Start of SELECTED PASSAGE

He is so cute. I bet you can't wait until you get him.


----------



## michellerobison (Dec 17, 2009)

He's so adorable, too bad he won't be a bit older ,it would be so much fun to have him at the party!


----------



## silverhaven (Sep 6, 2009)

He is REALLY cute! You must be so anxious waiting for your baby. :wub: :wub:


----------



## Madison's Mom (Dec 26, 2007)

He's precious!


----------



## edelweiss (Apr 23, 2010)

Deborah, I am swooning over the ocean! He is drop dead handsome.
Another idea for a name is Gable---like in Clark, or better still--Rhett! I could look at him all day!


----------



## michellerobison (Dec 17, 2009)

MoonDog said:


> Oh Deborah, he is SOOOO CUTE!!!!! One name my husband liked was "Newt" from the movie _Alien _but I just didn't like it. I did like Ripley, but she was a girl. Then again, so was Newt!


You could call him Ripley as in Ripley's Believe it or not...
He's be Ripley's hard to believe he's so cute or Ripley's believe it or not...he's mine!


----------



## *Missy* (Oct 7, 2011)

Oh he is just beautiful! Congratulations!!


----------



## Piccolina (Dec 25, 2009)

Is the little LOVITT going to be hand carried and brought to you? Or are you flying to get him?

Puppy fevvvver all over again:heart::smootch::heart::smootch::heart:


----------



## Furbabies mom (Jul 25, 2011)

Piccolina said:


> Is the little LOVITT going to be hand carried and brought to you? Or are you flying to get him?

End of SELECTED PASSAGE

* DIRECTIVE A:
List each distinct username that appears in a "##" header in the puppy thread.
* DIRECTIVE B:
Answer these questions about the puppy thread:
(i) What date is shown next to silverhaven's name?
(ii) Which two names does edelweiss suggest for the puppy?
(iii) According to MoonDog, what movie does the name "Newt" come from?
* DIRECTIVE C:
Carry on the puppy thread from its last post.

Start of RAW DATA

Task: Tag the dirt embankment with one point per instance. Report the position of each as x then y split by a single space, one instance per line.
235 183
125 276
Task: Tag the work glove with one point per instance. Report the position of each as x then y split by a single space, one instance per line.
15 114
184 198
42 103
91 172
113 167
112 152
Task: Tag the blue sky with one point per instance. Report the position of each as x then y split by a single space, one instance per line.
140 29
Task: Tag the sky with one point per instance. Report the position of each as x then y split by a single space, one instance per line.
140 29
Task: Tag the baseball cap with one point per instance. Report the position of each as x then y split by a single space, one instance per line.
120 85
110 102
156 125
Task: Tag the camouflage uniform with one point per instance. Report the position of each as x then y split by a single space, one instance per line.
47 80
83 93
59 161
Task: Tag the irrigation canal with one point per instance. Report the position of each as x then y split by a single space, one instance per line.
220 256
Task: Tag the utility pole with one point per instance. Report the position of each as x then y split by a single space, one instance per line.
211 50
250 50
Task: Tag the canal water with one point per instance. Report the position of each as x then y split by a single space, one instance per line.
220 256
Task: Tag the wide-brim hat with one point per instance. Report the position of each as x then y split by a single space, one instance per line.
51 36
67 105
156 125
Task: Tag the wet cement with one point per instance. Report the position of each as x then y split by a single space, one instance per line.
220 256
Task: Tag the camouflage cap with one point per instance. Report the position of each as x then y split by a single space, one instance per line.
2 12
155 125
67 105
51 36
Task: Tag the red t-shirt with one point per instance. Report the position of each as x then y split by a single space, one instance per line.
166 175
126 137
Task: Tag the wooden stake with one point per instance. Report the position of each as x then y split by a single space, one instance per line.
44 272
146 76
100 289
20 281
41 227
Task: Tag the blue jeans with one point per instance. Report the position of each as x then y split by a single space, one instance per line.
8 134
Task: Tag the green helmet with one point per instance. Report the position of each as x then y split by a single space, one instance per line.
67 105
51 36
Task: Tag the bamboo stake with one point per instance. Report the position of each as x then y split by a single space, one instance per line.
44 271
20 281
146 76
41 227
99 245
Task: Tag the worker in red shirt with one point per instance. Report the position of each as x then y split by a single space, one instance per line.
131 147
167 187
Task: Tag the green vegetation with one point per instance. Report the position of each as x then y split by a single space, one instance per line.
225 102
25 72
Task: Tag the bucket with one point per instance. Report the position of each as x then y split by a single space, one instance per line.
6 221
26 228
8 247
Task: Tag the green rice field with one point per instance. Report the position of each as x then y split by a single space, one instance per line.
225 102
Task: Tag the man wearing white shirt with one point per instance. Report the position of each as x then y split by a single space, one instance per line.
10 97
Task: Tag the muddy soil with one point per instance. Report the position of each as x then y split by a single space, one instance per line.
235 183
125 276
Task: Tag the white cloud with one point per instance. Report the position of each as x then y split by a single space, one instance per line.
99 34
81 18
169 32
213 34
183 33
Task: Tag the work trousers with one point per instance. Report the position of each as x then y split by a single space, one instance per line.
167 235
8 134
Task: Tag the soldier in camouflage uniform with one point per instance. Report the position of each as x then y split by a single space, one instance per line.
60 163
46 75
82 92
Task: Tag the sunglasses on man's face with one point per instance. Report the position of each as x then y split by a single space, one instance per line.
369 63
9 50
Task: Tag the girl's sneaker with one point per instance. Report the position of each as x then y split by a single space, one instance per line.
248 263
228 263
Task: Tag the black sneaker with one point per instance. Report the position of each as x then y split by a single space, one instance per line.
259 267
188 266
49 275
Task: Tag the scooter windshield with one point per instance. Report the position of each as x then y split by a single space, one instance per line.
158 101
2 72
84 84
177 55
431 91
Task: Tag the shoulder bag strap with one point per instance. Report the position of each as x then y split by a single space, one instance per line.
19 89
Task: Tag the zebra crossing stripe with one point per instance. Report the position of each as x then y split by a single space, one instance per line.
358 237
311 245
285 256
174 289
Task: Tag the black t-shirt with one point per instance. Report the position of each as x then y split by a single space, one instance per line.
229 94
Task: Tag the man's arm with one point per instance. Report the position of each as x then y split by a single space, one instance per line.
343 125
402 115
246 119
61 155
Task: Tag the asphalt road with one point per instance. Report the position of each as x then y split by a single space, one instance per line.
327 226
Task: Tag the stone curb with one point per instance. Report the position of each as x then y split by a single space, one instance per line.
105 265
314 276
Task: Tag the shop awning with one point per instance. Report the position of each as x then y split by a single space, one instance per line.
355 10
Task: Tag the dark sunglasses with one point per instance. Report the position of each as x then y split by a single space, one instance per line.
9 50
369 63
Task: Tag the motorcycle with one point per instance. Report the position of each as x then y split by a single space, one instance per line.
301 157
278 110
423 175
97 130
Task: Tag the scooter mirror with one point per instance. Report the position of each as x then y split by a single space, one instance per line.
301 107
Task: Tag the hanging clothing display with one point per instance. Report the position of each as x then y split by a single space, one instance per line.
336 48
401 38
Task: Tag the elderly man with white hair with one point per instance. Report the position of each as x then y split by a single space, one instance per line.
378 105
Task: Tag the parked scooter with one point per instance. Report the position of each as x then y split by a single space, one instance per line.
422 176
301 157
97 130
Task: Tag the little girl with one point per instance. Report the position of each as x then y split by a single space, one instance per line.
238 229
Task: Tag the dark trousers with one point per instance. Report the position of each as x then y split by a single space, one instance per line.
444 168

End of RAW DATA

* ANSWER A:
michellerobison, silverhaven, Madison's Mom, edelweiss, *Missy*, Piccolina, Furbabies mom

* ANSWER B:
(i) Sep 6, 2009
(ii) Gable and Rhett
(iii) Alien

* ANSWER C:
> 
> Puppy fevvvver all over again:heart::smootch::heart::smootch::heart:


A courier will deliver him to me.I can't wait!!!


----------



## LuvMyBoys (Jan 2, 2012)

He is flippin' adorable!!! 

I like Sandi's suggestion of Gable...that sounds very dignified!


----------



## TLR (Nov 13, 2011)

I keep coming back to look at his picture. Just can't get enough of his cuteness!!!


----------



## eiksaa (Jun 8, 2012)

!!!!!!!!!!!!

OMG he is adorable. So, so, so cute. Off the charts adorable.


----------



## lydiatug (Feb 21, 2012)

WAAAAYYYY adorable, now I want one too...a little girl that looks just like him! How exciting for you : )


----------



## donnad (Aug 22, 2006)

He is so adorable! It's so exciting to get a new puppy!


----------



## CheriS (Aug 19, 2010)

He is absolutely adorable. You must be so excited!!


----------



## Bailey&Me (Mar 8, 2010)

Furbabies mom said:


> A courier will deliver him to me.I can't wait!!!


Sooo...when do you get him? This coming week??


----------



## Furbabies mom (Jul 25, 2011)

Tuesday!!!


----------



## Bailey&Me (Mar 8, 2010)

Furbabies mom said:


> Tuesday!!!


OOOOH...just a couple more days then! Can't wait!


----------



## elly (Sep 11, 2006)

:wub:He is really cute:wub:I like the name Newton:wub:


----------



## aprilb (Jul 9, 2010)

Can't wait 'til Tuesday!:chili::chili:


----------



## BellaEnzo (Nov 1, 2011)

Omg he's adorable. What a coat and such a teddy bear face. So excited for you.


----------



## Deborah (Jan 8, 2006)

:chili:He is so cute and I am very happy for you.:chili:


----------



## babycake7 (Jan 30, 2012)

He is too cute for words! How can you stand the anticipation of finally getting to hold Mr. Adorable in your arms??? What a doll baby!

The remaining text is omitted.